___ SOURCE DATA

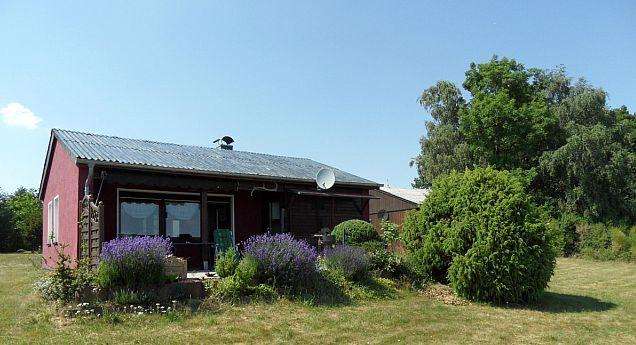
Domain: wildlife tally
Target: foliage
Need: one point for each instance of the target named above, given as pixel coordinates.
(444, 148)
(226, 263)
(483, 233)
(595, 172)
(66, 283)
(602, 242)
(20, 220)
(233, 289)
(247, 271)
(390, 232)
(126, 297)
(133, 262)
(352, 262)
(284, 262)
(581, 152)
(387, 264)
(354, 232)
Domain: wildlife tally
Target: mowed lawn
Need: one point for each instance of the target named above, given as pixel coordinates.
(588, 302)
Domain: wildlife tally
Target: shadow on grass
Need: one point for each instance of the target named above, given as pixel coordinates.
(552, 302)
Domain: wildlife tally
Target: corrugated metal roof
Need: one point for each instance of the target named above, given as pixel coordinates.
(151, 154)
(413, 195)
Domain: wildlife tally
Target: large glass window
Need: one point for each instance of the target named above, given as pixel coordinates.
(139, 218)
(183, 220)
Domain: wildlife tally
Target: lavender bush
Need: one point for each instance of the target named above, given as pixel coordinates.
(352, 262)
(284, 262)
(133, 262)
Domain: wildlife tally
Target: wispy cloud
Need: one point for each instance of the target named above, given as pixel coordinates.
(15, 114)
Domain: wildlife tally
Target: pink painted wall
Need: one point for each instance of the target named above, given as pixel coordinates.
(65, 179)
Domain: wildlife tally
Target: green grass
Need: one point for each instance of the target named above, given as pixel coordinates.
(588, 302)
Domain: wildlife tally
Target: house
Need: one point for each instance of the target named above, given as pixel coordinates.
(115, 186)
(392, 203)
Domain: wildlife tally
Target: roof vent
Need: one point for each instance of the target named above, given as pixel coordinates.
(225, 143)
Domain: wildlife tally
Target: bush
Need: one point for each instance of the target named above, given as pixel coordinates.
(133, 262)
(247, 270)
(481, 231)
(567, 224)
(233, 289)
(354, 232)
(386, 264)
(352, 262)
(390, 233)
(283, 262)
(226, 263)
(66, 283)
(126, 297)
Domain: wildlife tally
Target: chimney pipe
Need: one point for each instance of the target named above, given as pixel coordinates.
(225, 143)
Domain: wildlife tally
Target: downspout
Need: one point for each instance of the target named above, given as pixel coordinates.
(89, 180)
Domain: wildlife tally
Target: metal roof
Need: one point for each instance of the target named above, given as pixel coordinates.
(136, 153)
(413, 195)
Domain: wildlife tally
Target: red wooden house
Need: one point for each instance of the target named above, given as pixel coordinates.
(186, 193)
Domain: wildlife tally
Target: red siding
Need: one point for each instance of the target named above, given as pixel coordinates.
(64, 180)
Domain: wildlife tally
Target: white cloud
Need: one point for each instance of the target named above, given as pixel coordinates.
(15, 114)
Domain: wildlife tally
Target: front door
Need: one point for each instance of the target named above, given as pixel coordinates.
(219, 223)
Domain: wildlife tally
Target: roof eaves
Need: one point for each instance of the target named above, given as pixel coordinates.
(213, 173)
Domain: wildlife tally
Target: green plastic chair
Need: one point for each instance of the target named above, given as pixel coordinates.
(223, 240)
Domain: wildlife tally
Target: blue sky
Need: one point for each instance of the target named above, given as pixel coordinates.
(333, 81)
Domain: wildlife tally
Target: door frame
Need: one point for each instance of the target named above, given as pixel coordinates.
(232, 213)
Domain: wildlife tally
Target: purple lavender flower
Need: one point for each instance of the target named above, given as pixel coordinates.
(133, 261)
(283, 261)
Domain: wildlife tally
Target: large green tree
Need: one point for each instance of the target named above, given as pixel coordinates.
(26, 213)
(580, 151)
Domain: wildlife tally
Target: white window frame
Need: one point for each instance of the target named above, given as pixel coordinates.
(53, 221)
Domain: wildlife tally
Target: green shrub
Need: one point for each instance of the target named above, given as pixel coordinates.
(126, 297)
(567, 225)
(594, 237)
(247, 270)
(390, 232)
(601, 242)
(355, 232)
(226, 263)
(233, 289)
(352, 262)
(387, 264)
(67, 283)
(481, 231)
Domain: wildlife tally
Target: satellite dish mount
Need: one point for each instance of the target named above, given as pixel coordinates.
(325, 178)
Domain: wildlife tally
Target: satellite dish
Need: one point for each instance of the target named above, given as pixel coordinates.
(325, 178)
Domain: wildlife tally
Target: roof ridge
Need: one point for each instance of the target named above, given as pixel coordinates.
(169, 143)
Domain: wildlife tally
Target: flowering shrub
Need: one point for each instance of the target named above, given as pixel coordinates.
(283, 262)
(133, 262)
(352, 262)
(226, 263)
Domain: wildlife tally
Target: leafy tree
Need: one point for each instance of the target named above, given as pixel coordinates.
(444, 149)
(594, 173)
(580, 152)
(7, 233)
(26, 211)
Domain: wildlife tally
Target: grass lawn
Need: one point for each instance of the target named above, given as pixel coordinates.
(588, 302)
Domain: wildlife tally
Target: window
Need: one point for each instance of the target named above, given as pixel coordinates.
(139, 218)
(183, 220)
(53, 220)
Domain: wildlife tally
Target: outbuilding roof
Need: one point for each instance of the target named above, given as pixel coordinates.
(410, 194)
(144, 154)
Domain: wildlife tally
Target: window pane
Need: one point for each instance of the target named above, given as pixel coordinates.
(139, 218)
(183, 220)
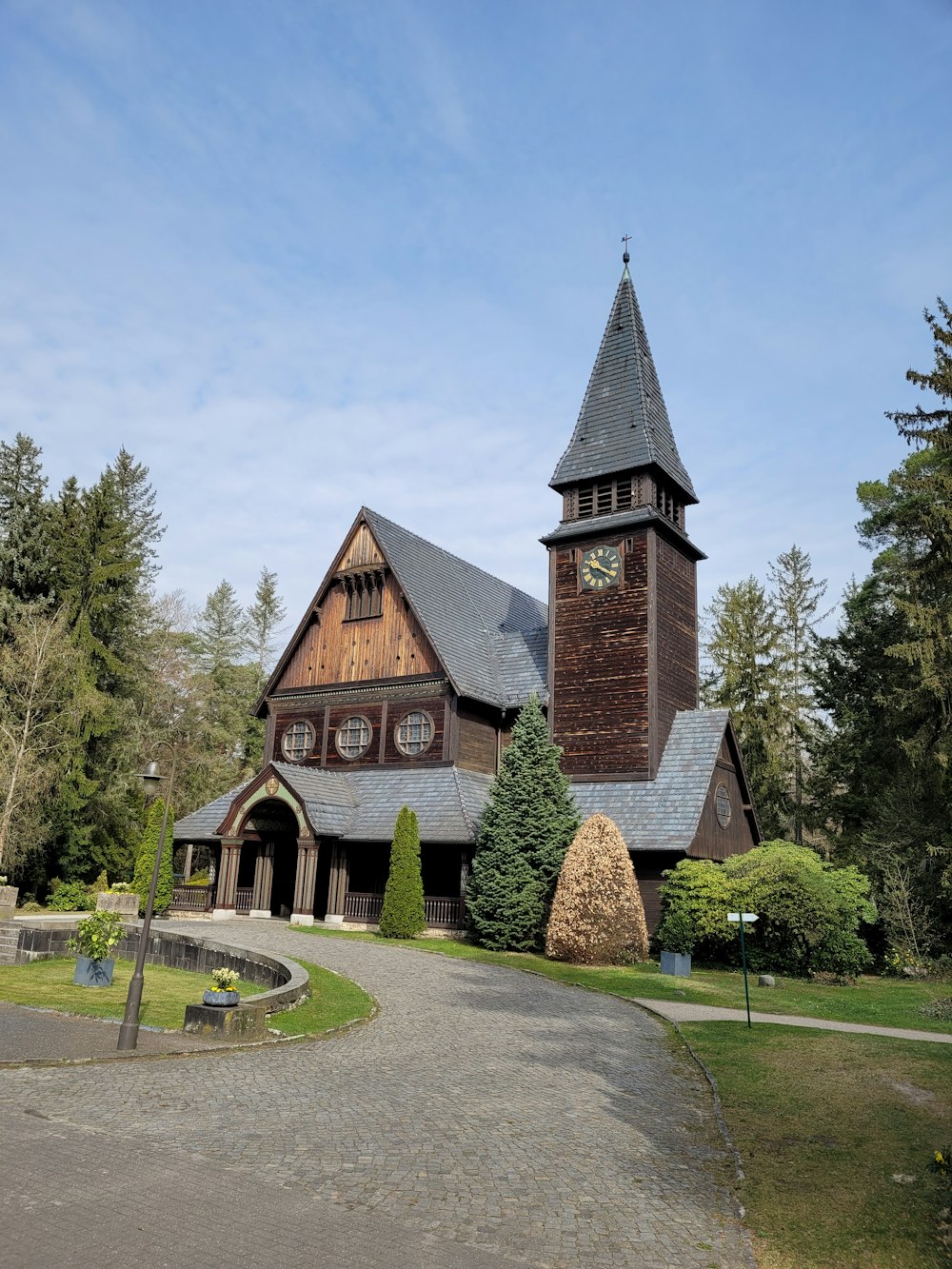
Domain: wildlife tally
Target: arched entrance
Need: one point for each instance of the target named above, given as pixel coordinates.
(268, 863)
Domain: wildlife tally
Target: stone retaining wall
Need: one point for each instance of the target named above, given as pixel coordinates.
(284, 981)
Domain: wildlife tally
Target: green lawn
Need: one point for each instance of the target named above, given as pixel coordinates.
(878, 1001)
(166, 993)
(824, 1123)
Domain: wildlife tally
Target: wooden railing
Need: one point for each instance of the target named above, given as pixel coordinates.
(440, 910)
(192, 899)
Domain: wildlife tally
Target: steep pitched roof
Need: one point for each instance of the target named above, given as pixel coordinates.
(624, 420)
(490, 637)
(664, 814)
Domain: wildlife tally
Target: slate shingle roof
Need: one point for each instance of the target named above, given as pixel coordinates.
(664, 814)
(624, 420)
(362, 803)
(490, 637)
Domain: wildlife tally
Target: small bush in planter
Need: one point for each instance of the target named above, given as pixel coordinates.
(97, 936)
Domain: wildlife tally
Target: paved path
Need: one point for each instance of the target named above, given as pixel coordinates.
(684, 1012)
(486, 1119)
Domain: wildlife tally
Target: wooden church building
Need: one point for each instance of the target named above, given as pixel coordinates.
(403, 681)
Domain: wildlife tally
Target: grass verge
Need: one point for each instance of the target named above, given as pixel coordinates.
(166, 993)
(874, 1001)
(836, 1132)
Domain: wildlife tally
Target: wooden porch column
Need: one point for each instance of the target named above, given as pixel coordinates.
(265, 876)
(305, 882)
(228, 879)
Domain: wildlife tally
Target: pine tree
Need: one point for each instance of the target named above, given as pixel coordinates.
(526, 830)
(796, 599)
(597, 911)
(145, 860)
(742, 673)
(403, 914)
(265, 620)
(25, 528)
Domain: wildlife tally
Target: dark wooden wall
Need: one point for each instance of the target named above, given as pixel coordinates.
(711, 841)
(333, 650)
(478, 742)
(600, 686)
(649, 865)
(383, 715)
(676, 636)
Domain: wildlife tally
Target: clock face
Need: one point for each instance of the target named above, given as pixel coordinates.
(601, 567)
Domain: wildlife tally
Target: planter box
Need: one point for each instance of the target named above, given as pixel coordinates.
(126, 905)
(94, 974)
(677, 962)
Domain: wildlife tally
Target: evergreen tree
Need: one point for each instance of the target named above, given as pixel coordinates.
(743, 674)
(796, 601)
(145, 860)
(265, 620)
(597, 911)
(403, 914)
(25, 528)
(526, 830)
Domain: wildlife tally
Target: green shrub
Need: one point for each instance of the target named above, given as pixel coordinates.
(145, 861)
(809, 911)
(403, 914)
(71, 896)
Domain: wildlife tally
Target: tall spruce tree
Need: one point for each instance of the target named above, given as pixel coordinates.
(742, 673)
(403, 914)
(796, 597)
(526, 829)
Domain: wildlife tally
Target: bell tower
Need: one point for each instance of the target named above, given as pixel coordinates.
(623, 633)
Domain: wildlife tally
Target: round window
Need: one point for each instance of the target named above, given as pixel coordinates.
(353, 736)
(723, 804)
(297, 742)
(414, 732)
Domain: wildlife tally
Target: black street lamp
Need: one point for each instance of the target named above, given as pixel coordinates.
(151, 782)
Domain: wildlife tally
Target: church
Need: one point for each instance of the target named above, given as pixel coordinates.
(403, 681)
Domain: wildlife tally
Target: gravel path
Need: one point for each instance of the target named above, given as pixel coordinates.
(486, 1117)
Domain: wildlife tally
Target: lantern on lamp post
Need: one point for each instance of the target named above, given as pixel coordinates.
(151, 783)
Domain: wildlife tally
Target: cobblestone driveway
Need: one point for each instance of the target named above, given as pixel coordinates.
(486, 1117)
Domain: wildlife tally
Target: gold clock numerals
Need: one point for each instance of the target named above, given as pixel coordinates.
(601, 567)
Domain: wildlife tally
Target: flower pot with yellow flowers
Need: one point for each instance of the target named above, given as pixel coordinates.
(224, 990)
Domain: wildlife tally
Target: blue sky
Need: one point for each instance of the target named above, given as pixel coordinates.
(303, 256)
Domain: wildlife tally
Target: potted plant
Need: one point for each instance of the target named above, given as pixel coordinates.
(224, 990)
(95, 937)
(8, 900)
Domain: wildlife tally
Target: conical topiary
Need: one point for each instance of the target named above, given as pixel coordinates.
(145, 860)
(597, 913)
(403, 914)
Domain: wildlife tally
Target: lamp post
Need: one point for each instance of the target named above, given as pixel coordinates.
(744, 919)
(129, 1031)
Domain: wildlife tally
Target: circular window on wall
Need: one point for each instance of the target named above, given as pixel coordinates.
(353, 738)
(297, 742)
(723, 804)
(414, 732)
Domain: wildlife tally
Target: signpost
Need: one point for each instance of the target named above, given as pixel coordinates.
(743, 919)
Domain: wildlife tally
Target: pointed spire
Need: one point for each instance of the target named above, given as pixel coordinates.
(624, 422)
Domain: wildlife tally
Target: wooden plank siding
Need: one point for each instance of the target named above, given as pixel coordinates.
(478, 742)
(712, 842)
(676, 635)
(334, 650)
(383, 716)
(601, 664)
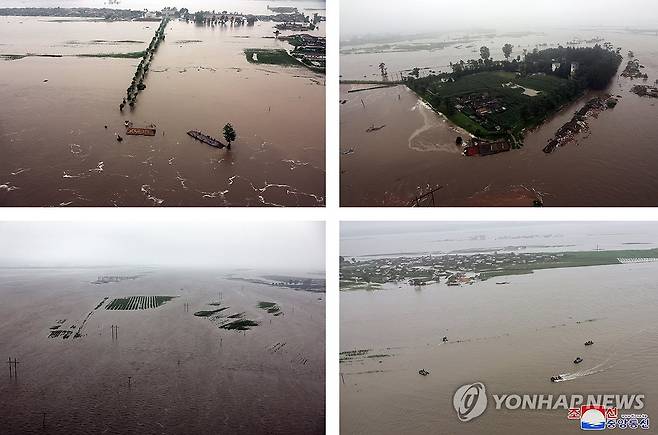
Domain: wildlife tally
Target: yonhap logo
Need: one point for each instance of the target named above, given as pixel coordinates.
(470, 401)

______

_TASK DESCRIPTION_
Print again the lines of the entries above that fall between the line holding "Target: satellite dish mount" and the line holding "Target: window pane", inclusive, exactly as they stand.

_OUTPUT OF THE EXERCISE_
Target: satellite dish mount
Need: one point for each instance of the target named above, given as pixel coordinates.
(325, 178)
Domain: wildlife tally
Target: satellite dish
Need: one point for each instance of the target named above, given as pixel coordinates.
(325, 178)
Domain: wildlife tally
Target: roof ridge
Need: one point for each instance of the target named above, given as pixel coordinates.
(169, 143)
Domain: wildlife tally
Target: flowering shrub
Need: one point for each instance of the target named above, given as pixel coordinates.
(283, 262)
(133, 262)
(352, 262)
(226, 263)
Domain: wildlife tally
Target: leafy tree
Need: one point for each instance of the target named above, given as pixel coordinates.
(444, 149)
(594, 173)
(580, 152)
(7, 233)
(26, 211)
Domain: wildlife tally
Target: grass lawn
Need: one point for each instance of the target named above, given as pixel coordinates.
(588, 302)
Domain: wildlife tally
Target: window
Need: one point for each instance of the target named above, given as pixel coordinates.
(139, 218)
(183, 220)
(53, 220)
Domain: wildlife tally
Target: outbuilding roof
Need: one point for each instance of the target named above, given as pixel coordinates.
(410, 194)
(144, 154)
Domain: wildlife tally
Target: window pane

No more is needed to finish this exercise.